**What to work on**
Write out each record in full and exactly as given. Skip any pictures.

**Source material**
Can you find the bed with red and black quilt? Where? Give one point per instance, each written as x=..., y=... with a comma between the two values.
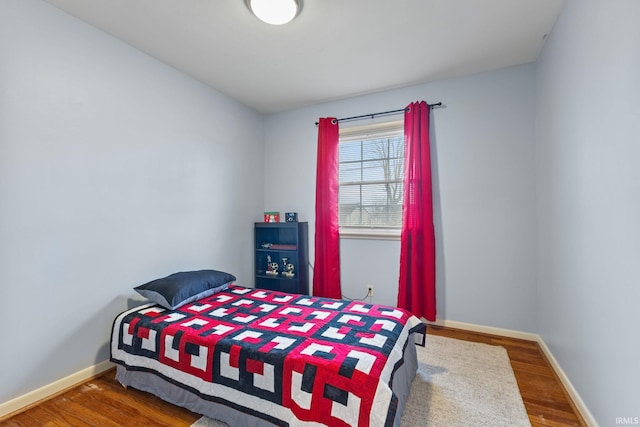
x=253, y=357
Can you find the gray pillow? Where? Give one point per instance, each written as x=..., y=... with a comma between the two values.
x=181, y=288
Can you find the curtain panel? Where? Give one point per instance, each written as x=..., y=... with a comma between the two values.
x=417, y=282
x=326, y=268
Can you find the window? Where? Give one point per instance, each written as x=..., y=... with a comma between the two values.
x=371, y=179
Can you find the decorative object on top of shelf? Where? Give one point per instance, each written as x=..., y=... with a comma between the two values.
x=272, y=217
x=281, y=247
x=291, y=217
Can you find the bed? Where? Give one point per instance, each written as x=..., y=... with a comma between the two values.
x=253, y=357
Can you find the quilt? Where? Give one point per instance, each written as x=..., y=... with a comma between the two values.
x=289, y=359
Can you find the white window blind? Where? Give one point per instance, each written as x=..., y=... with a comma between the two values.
x=371, y=178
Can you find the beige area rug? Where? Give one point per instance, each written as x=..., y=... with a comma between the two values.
x=459, y=383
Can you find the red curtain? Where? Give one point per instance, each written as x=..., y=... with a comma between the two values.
x=326, y=269
x=417, y=285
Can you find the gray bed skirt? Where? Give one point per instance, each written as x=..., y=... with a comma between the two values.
x=252, y=417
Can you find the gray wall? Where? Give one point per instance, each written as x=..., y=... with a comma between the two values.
x=588, y=81
x=114, y=169
x=484, y=155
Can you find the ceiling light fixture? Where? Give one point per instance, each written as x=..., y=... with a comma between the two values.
x=275, y=12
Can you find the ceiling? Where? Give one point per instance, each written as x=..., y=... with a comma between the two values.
x=334, y=49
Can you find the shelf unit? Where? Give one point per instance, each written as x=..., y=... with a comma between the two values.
x=287, y=245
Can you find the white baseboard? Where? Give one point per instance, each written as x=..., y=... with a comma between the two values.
x=573, y=393
x=487, y=330
x=24, y=401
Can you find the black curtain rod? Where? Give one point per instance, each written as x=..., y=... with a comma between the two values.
x=384, y=113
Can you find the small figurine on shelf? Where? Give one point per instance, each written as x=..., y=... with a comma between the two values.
x=288, y=271
x=274, y=268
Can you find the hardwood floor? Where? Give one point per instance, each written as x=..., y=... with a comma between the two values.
x=104, y=402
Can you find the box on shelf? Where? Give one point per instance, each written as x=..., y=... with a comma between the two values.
x=272, y=217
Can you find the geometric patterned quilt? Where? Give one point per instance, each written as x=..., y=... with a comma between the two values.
x=289, y=359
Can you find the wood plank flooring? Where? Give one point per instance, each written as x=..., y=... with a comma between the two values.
x=104, y=402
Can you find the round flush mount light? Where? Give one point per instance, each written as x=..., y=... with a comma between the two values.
x=275, y=12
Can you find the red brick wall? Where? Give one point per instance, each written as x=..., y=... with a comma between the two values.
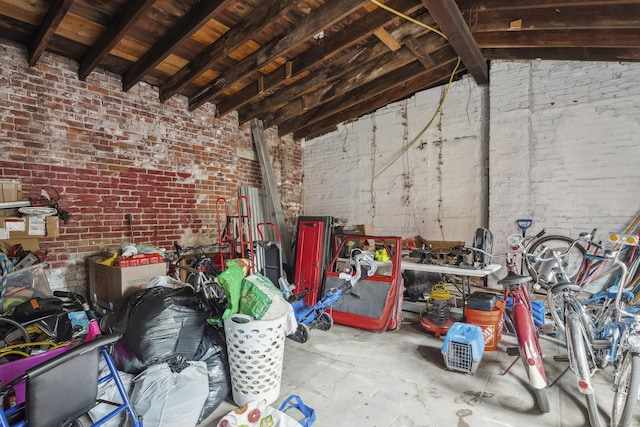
x=111, y=153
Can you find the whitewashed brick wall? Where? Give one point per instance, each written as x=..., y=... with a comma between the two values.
x=564, y=151
x=564, y=147
x=430, y=191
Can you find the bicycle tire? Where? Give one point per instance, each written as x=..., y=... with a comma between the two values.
x=578, y=359
x=522, y=317
x=539, y=271
x=543, y=399
x=555, y=303
x=626, y=391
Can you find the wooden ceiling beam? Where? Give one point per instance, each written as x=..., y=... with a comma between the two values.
x=47, y=29
x=389, y=64
x=609, y=38
x=112, y=36
x=452, y=24
x=565, y=18
x=355, y=94
x=327, y=48
x=419, y=52
x=227, y=43
x=535, y=4
x=564, y=54
x=325, y=16
x=199, y=15
x=426, y=80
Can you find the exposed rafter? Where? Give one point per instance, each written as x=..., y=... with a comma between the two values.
x=307, y=65
x=451, y=22
x=327, y=15
x=197, y=17
x=52, y=19
x=114, y=33
x=325, y=49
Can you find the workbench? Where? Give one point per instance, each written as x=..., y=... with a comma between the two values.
x=464, y=273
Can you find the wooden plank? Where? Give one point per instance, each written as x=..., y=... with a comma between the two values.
x=227, y=43
x=339, y=66
x=189, y=25
x=453, y=25
x=326, y=48
x=419, y=52
x=366, y=104
x=112, y=36
x=578, y=38
x=361, y=85
x=47, y=29
x=323, y=17
x=270, y=185
x=387, y=39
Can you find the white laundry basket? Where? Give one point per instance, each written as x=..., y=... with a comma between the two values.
x=256, y=351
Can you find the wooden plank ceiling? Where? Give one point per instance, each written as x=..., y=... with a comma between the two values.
x=307, y=65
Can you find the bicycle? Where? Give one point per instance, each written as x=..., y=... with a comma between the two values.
x=42, y=403
x=200, y=273
x=520, y=320
x=627, y=375
x=592, y=332
x=539, y=263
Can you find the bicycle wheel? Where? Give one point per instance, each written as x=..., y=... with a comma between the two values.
x=545, y=273
x=555, y=303
x=579, y=362
x=529, y=347
x=626, y=390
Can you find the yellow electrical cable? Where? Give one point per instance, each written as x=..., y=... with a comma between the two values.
x=15, y=352
x=417, y=138
x=408, y=18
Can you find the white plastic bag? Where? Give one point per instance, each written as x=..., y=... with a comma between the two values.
x=168, y=399
x=257, y=413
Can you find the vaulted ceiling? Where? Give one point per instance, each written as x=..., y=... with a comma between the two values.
x=307, y=65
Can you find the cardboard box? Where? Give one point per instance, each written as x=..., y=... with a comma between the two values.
x=25, y=228
x=111, y=286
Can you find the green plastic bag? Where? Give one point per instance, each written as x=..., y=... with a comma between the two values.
x=257, y=296
x=231, y=281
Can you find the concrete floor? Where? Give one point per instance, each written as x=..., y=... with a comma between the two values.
x=359, y=378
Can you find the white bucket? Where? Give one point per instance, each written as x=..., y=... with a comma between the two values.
x=256, y=350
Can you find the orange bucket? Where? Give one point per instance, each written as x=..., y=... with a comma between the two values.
x=491, y=323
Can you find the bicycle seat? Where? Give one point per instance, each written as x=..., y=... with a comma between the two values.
x=565, y=286
x=513, y=279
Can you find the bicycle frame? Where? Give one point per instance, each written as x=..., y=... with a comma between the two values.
x=528, y=341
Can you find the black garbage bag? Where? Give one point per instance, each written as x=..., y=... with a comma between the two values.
x=213, y=351
x=158, y=324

**Output for this task**
Can you find the bed with red and black quilt? Where? Give one point per instance, each written as x=..., y=... with a comma between the two values.
x=253, y=357
Can you find the gray pillow? Where? Give one point per instance, each written as x=..., y=... with a comma between the two values.
x=181, y=288
Can you find the curtain panel? Where? Give one point per instance, each written as x=..., y=... with a comma between the two values.
x=417, y=282
x=326, y=268
Can you find the window? Where? Give one point per instance, each written as x=..., y=... with a comma between the two values.
x=371, y=179
Can you find the decorative object on top of shelf? Where? Give one point per instance, each written as x=..., y=... with a comma between the two values.
x=272, y=217
x=281, y=247
x=291, y=217
Can you find the bed? Where? Give one point per instance, each written as x=..., y=... with a comma between the two values.
x=253, y=357
Can you find the quilt? Where? Give one point per instance, each written as x=..., y=... with a comma between the two values.
x=289, y=359
Can you find the white window blind? Where? Give one point per instance, each written as x=..., y=... with a comma between the two values.
x=371, y=178
Can you find the beige area rug? Where? Give one point per instance, each written as x=..., y=... with a comma between the two values.
x=459, y=383
Can you find the red curtain? Where? Give one point per instance, each written as x=..., y=... with a comma between the two values.
x=326, y=269
x=417, y=285
Can you find the gray bed skirt? Where? Give one point per instance, each written as x=..., y=... with a comma between the two values.
x=252, y=417
Can you find the gray wall? Where? Give one point per instance, each written as x=..., y=... with a comma between the two values.
x=588, y=81
x=114, y=169
x=484, y=155
Can you find the ceiling light fixture? Where? Give one point per instance, each written as x=..., y=... with a comma between the two values.
x=275, y=12
Can you find the ceiling? Where? Give one point per instance, each written as x=..., y=... with a comma between the two values.
x=334, y=49
Can you find the shelf unit? Where? Give one point per instance, each written as x=..., y=... with a comma between the two values.
x=287, y=245
Can you find the white baseboard? Where? Give one point per instance, each written as x=..., y=... with a comma between the two values.
x=573, y=393
x=487, y=330
x=24, y=401
Can you find the black curtain rod? Where? Give one point per instance, each written as x=..., y=... with a comma between the two values.
x=384, y=113
Can you find the small figurine on shelf? Where? Give one point per instance, each written as x=..., y=... with a comma between the two values.
x=288, y=271
x=274, y=268
Can you find the hardwood floor? Where? Give one point per instance, each written as x=..., y=... with a comma between the two values.
x=104, y=402
Can you find the box on shelf? Where? Give one point per instance, each written as x=..., y=... with a comma between the two values.
x=272, y=217
Can you find the geometric patterned quilt? Where? Give one point per instance, each written as x=..., y=... with a comma between the two values.
x=289, y=359
Can you find the wood plank flooring? Where? Give one point per instance, each written as x=..., y=... with a comma between the two values.
x=104, y=402
Can you find the round flush mount light? Where? Give one point per instance, each written as x=..., y=... with a comma between the two values.
x=275, y=12
Can you find the red brick wall? Where? Give one point per instance, each written as x=..., y=... with a comma between the two values.
x=111, y=153
Can you find the whitewashed brick wall? Where? Give one point per instance, each written as x=..., y=... with a comma between the two values.
x=564, y=151
x=564, y=147
x=430, y=191
Can you find the bicycle tire? Where? Give one point per instance, each written as x=..., y=... with a comma between the two values.
x=578, y=359
x=522, y=317
x=539, y=271
x=543, y=399
x=555, y=303
x=626, y=391
Can you find the wooden ceiling beam? Where? Give one point per instance, each written as x=..., y=... with a comma between the two values.
x=47, y=29
x=389, y=64
x=609, y=38
x=112, y=36
x=452, y=24
x=565, y=18
x=355, y=94
x=327, y=48
x=419, y=52
x=227, y=43
x=535, y=4
x=564, y=54
x=325, y=16
x=199, y=15
x=426, y=80
Can you find the exposed rafter? Where? Give one point per instance, each written as x=..., y=... with a comma between the two values.
x=307, y=65
x=451, y=22
x=327, y=15
x=197, y=17
x=52, y=19
x=114, y=33
x=325, y=49
Can you find the workbench? Where? Give one point per instance, each written as x=..., y=... with a comma between the two values.
x=464, y=273
Can you find the wooden plank? Where? Give one point per instance, each written as x=..., y=... with a comma between the two values.
x=227, y=43
x=339, y=66
x=189, y=25
x=453, y=25
x=326, y=48
x=419, y=52
x=366, y=104
x=112, y=36
x=578, y=38
x=361, y=85
x=47, y=29
x=323, y=17
x=270, y=185
x=387, y=39
Can you find the white laundry basket? Where? Give one point per instance, each written as x=..., y=... with a comma between the two values.
x=256, y=351
Can you find the wooden plank ceiling? Where? Give one point per instance, each written as x=..., y=... with a comma between the two values.
x=307, y=65
Can you find the bicycle? Where? Give one point per instance, each written as x=..., y=... with a comma between the two values.
x=42, y=403
x=200, y=273
x=520, y=320
x=627, y=375
x=592, y=332
x=539, y=263
Can you find the bicycle wheel? Where? Give one point per instance, each written as x=..., y=... with a comma between the two values.
x=545, y=273
x=555, y=303
x=579, y=362
x=529, y=347
x=626, y=390
Can you find the yellow electrical cable? Where? Give one point per instance, each written as x=..., y=... with a comma between the two values.
x=15, y=352
x=417, y=138
x=408, y=18
Can you find the white plastic bag? Where? Give one point per instance, each written as x=..., y=... with a comma between the two values.
x=168, y=399
x=257, y=413
Can you find the vaulted ceiling? Where? Give one point per instance, each written as x=..., y=... with a comma between the two values.
x=307, y=65
Can you find the cardboard box? Where? Give one point per instance, each written as x=..., y=... with a comma between the two values.
x=25, y=228
x=111, y=286
Can you find the green plastic bag? Where? Give one point per instance, each written as x=..., y=... with a comma between the two values.
x=257, y=296
x=231, y=281
Can you find the concrete floor? Where? Give one point per instance, each written as x=..., y=... with a comma between the two values.
x=359, y=378
Can you find the white bucket? Where? Give one point per instance, each written as x=..., y=... with a comma between the two values.
x=256, y=350
Can you find the orange bucket? Where? Give one point per instance, each written as x=..., y=... with a comma between the two values.
x=491, y=323
Can you find the bicycle seat? Where? Give one point per instance, each written as x=..., y=... with a comma between the two values.
x=565, y=286
x=513, y=279
Can you find the bicycle frame? Where? Give one point per instance, each written as x=..., y=... with a comma between the two values.
x=528, y=341
Can you find the black garbage bag? Where? Give one point per instance, each written as x=..., y=... with a comma between the two values.
x=213, y=351
x=158, y=324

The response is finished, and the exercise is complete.